» **Source text**:

--- BEGIN ---

Clarify when := drops keys and when to use copy()

ANAMASGARD · ANAMASGARD · commit ac0aa29166ea · 2025-11-05T15:48:31.000+05:30
FIXES #7409
diff --git a/man/assign.Rd b/man/assign.Rd
@@ -81,6 +81,32 @@ When \code{LHS} is a factor column and \code{RHS} is a character vector with ite
 Unlike \samp{<-} for \code{data.frame}, the (potentially large) LHS is not coerced to match the type of the (often small) RHS. Instead the RHS is coerced to match the type of the LHS, if necessary. Where this involves double precision values being coerced to an integer column, a warning is given when fractional data is truncated. It is best to get the column types correct up front and stick to them. Changing a column type is possible but deliberately harder: provide a whole column as the RHS. This RHS is then \emph{plonked} into that column slot and we call this \emph{plonk syntax}, or \emph{replace column syntax} if you prefer. By needing to construct a full length vector of a new type, you as the user are more aware of what is happening and it is clearer to readers of your code that you really do intend to change the column type; e.g., \code{DT[, colA:=as.integer(colA)]}. A plonk occurs whenever you provide a RHS value to \samp{:=} which is \code{nrow} long. When a column is \emph{plonked}, the original column is not updated by reference because that would entail updating every single element of that column whereas the plonk is just one column pointer update.
 
 \code{data.table}s are \emph{not} copied-on-change by \code{:=}, \code{setkey} or any of the other \code{set*} functions. See \code{\link{copy}}.
+
+\subsection{Side effects on keys and other attributes}{
+An important side effect to be aware of: when you modify a key column using \code{:=}, the key attribute is automatically removed. This happens because modifying the values in a key column would violate the sorted invariant that the key represents. Adding new columns (that are not part of the key) or modifying non-key columns does not affect the key.
+
+For example:
+\preformatted{
+  DT = data.table(a=1:3, b=4:6, key="a")
+  key(DT)           # "a"
+  DT[, a := a + 10] # modifies key column
+  key(DT)           # NULL - key was removed
+
+  DT2 = data.table(a=1:3, b=4:6, key="a")

--- END ---

» **Required tasks**:
(1) According to the commit, what happens to the key attribute when a key column is modified with :=?
(2) Put the lines of the records into a JSON list of strings, one string per line with blank lines left out, starting at the line that contains "the window frame." and ending at the end of the records.
The commit has nothing to do with the records.

Point-based annotation data:

--- BEGIN ---

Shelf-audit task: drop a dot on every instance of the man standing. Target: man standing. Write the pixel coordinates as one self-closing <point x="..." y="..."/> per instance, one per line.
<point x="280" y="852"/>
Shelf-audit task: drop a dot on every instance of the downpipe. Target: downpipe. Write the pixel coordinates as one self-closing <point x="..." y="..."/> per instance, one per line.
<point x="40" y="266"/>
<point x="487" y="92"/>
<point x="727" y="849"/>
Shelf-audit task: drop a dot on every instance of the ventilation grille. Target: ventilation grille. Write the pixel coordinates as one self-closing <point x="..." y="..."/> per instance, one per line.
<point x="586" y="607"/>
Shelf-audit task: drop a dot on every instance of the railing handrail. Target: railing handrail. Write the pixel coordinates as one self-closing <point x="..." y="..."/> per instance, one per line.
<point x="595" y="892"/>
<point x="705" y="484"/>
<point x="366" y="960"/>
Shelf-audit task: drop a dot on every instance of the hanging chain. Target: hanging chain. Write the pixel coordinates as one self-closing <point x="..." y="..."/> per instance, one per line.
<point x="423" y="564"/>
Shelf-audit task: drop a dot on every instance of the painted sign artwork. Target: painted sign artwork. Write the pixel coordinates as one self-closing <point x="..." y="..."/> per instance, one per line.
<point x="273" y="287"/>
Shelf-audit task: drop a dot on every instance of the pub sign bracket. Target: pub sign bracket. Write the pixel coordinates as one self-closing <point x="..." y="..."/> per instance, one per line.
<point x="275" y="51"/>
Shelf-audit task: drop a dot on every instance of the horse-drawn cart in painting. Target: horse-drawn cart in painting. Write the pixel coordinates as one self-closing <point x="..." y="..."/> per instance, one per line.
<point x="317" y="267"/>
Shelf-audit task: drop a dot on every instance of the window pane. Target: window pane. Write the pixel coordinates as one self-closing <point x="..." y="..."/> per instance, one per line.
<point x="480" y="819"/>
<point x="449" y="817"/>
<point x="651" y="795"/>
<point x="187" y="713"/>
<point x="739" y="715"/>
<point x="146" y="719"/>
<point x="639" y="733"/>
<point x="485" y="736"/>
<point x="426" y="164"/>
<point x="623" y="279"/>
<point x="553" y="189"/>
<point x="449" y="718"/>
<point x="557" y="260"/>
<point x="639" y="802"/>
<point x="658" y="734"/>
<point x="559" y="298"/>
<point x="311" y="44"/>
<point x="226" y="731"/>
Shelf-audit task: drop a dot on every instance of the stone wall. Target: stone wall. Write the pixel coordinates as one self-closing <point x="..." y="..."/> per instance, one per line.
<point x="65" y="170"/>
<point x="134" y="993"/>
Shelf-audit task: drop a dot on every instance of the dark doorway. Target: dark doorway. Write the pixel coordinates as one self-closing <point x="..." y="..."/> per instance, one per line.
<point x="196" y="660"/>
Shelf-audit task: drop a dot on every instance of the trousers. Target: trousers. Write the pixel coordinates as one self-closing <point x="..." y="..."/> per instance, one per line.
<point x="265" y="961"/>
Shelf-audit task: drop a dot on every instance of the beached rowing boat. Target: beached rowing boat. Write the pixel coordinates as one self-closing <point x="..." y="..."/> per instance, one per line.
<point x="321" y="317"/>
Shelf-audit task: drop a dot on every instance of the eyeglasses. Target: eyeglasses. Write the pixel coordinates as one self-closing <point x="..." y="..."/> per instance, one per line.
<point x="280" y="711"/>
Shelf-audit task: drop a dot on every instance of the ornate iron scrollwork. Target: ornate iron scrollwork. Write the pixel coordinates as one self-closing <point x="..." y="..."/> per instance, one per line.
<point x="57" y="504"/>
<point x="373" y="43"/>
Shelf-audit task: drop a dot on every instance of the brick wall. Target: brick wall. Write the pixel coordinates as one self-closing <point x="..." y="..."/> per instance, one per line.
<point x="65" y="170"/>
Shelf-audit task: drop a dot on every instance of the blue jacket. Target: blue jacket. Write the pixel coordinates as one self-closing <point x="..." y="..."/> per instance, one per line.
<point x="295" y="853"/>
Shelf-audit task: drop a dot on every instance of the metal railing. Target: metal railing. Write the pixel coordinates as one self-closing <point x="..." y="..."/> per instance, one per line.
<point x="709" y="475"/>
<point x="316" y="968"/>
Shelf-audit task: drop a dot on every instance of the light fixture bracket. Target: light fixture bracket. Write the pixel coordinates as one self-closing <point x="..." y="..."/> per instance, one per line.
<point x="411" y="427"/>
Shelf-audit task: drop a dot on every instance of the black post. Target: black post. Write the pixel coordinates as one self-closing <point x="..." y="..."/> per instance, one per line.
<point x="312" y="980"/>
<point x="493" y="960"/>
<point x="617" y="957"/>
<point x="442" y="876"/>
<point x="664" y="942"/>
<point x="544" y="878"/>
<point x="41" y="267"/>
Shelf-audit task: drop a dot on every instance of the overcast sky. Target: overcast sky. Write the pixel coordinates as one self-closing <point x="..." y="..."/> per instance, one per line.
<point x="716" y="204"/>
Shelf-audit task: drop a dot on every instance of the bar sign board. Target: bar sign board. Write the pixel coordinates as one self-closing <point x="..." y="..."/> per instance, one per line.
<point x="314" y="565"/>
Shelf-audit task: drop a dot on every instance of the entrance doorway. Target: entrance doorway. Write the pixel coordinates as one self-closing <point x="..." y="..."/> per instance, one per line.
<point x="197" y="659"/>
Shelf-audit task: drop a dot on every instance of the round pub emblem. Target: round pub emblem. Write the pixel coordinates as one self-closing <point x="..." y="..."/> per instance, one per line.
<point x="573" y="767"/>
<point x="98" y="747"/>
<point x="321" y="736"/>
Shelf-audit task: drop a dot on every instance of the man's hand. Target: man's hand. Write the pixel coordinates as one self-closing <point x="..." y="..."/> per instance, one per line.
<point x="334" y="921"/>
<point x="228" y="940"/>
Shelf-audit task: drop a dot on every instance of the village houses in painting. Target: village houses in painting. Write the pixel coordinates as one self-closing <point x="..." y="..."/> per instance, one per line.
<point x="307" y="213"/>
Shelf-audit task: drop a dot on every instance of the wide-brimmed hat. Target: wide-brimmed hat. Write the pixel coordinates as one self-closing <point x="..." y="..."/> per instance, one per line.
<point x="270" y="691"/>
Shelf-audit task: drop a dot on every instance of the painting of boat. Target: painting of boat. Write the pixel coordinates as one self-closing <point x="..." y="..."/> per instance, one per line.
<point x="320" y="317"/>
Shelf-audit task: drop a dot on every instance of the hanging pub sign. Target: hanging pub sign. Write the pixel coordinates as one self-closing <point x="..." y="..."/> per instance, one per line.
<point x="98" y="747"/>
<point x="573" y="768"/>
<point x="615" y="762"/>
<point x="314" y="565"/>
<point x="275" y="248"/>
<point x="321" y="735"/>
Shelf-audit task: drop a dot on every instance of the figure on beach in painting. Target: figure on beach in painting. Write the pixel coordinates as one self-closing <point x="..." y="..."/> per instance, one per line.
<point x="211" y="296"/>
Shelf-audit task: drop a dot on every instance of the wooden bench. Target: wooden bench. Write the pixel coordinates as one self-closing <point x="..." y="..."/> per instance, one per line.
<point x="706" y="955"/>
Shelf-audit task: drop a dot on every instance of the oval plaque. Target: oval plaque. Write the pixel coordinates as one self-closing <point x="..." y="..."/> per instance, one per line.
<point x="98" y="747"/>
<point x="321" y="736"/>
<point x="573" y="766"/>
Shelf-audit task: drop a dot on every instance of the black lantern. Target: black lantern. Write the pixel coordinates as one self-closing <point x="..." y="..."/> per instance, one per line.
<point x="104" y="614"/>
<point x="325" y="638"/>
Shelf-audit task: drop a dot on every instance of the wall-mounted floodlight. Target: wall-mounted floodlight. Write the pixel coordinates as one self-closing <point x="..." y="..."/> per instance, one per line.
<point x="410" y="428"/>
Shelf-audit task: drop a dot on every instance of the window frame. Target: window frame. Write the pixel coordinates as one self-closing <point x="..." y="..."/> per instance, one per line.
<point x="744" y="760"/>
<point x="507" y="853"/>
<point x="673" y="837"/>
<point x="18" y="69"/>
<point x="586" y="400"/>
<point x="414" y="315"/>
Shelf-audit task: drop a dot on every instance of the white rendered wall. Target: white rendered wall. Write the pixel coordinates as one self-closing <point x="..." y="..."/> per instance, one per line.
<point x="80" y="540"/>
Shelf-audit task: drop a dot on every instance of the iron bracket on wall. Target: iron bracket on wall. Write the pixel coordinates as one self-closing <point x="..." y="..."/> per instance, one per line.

--- END ---

» **Completed exercise**:
(1) The key attribute is automatically removed.

(2)
[
  "Shelf-audit task: drop a dot on every instance of the window frame. Target: window frame. Write the pixel coordinates as one self-closing <point x=\"...\" y=\"...\"/> per instance, one per line.",
  "<point x=\"744\" y=\"760\"/>",
  "<point x=\"507\" y=\"853\"/>",
  "<point x=\"673\" y=\"837\"/>",
  "<point x=\"18\" y=\"69\"/>",
  "<point x=\"586\" y=\"400\"/>",
  "<point x=\"414\" y=\"315\"/>",
  "Shelf-audit task: drop a dot on every instance of the white rendered wall. Target: white rendered wall. Write the pixel coordinates as one self-closing <point x=\"...\" y=\"...\"/> per instance, one per line.",
  "<point x=\"80\" y=\"540\"/>",
  "Shelf-audit task: drop a dot on every instance of the iron bracket on wall. Target: iron bracket on wall. Write the pixel coordinates as one self-closing <point x=\"...\" y=\"...\"/> per instance, one per line."
]